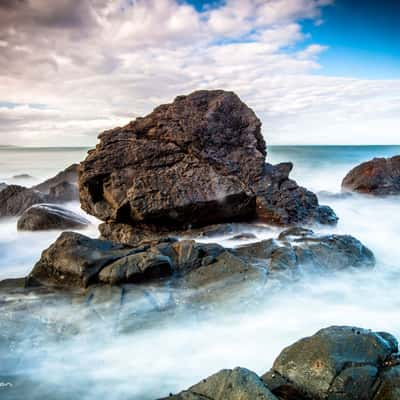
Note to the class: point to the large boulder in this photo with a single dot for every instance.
(378, 177)
(339, 362)
(64, 191)
(236, 384)
(50, 216)
(15, 199)
(199, 160)
(74, 261)
(186, 163)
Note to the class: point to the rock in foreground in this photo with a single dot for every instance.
(337, 363)
(76, 261)
(378, 177)
(199, 160)
(70, 175)
(236, 384)
(50, 216)
(14, 200)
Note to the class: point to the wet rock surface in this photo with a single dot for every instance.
(339, 362)
(15, 199)
(236, 384)
(76, 261)
(50, 216)
(299, 249)
(378, 177)
(69, 175)
(199, 160)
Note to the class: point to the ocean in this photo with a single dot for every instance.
(151, 363)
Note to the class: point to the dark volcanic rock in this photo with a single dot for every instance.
(74, 261)
(336, 363)
(378, 177)
(281, 201)
(64, 191)
(186, 163)
(70, 175)
(14, 200)
(197, 161)
(300, 248)
(49, 216)
(236, 384)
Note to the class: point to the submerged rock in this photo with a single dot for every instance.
(301, 249)
(14, 200)
(199, 160)
(339, 362)
(236, 384)
(50, 216)
(378, 177)
(74, 261)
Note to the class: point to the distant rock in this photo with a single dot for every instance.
(236, 384)
(378, 177)
(70, 175)
(339, 362)
(197, 161)
(14, 200)
(50, 216)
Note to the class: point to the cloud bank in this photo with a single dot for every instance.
(72, 68)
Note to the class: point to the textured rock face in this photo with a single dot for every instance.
(64, 191)
(299, 249)
(335, 363)
(186, 163)
(50, 216)
(236, 384)
(379, 177)
(197, 161)
(14, 200)
(74, 261)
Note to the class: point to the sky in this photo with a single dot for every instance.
(314, 71)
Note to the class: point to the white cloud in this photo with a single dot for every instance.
(100, 63)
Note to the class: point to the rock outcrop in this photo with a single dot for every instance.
(76, 261)
(14, 200)
(50, 216)
(298, 250)
(378, 177)
(337, 363)
(199, 160)
(236, 384)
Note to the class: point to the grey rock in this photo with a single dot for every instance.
(50, 216)
(236, 384)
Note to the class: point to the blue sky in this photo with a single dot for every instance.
(314, 71)
(362, 37)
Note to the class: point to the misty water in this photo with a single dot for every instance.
(77, 356)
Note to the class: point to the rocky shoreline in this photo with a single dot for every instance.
(165, 186)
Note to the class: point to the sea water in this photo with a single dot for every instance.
(168, 357)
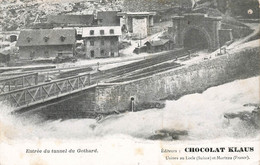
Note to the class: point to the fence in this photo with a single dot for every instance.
(14, 83)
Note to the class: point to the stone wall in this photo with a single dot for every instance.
(177, 82)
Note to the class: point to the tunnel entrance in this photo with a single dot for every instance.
(195, 39)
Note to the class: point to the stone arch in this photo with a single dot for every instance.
(200, 29)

* Work task *
Return to the listing above and set it down exactly, leaving out its pictures.

* Result of the task *
Note to the class: point to the large boulder in this photo with a single dot for every instance.
(378, 177)
(339, 362)
(64, 191)
(236, 384)
(50, 216)
(15, 199)
(199, 160)
(74, 261)
(186, 163)
Note to the class: point to the rock in foreground in this photo with a single dot for every instance.
(337, 363)
(76, 261)
(378, 177)
(199, 160)
(70, 175)
(236, 384)
(50, 216)
(14, 200)
Note to the class: point to the wet rock surface in this photo with a single dot for every instance.
(339, 362)
(15, 199)
(236, 384)
(76, 261)
(50, 216)
(299, 249)
(378, 177)
(69, 175)
(199, 160)
Note to the class: point to the ocean in this photo with a single dot for every instance.
(151, 363)
Note to the class: point to the dark volcanic rock in this photo with a single dot for every instance.
(74, 261)
(336, 363)
(378, 177)
(281, 201)
(64, 191)
(186, 163)
(70, 175)
(14, 200)
(197, 161)
(300, 248)
(49, 216)
(236, 384)
Note to the class: point to the submerged rock in this photo with a single dot for every instance.
(301, 249)
(14, 200)
(199, 160)
(339, 362)
(236, 384)
(50, 216)
(378, 177)
(74, 261)
Note to the class: point to the distant rock in this photo with a single dot for every instance.
(236, 384)
(378, 177)
(70, 175)
(339, 362)
(197, 161)
(14, 200)
(50, 216)
Note to the class: point to the cloud bank in this photo with a single dot for every instance.
(72, 68)
Note to the class: point to the textured rock face in this photo with a single dot for every instance.
(64, 191)
(299, 249)
(335, 363)
(186, 163)
(50, 216)
(236, 384)
(379, 177)
(197, 161)
(14, 200)
(74, 261)
Note to the class: point to the sky in this photo with a single dot for every instance.
(314, 71)
Note to the class: point to the white cloud in this photo with a single dot for every instance.
(100, 63)
Note to the class: point to the rock outcrop in this photo with a single dot for every instance.
(76, 261)
(14, 200)
(50, 216)
(298, 250)
(378, 177)
(337, 363)
(199, 160)
(236, 384)
Note to the class: point to the grey rock in this photo with a single dot for every instance.
(50, 216)
(236, 384)
Note to the class: point to the blue sky in this photo with a single dot for every instance.
(314, 71)
(362, 37)
Note to the class: point to the misty water in this photo with a single dot for every instance.
(77, 356)
Note to the class: point to the rocky shoreline in this photo with a single dot for every instance.
(165, 186)
Note to the class: point to the sea water in this photo with a single dot for every instance.
(168, 357)
Note to the class: point to the fence in this photo with a single dot for every instance.
(14, 83)
Note to the class: point to the stone wall in this photo with a single dot for every instance.
(177, 82)
Note to the class: point to the tunnel entrance in this photo with a single dot for every instance.
(195, 39)
Note to the class: point to the stone arch in this photo with a single dot for every instance.
(200, 29)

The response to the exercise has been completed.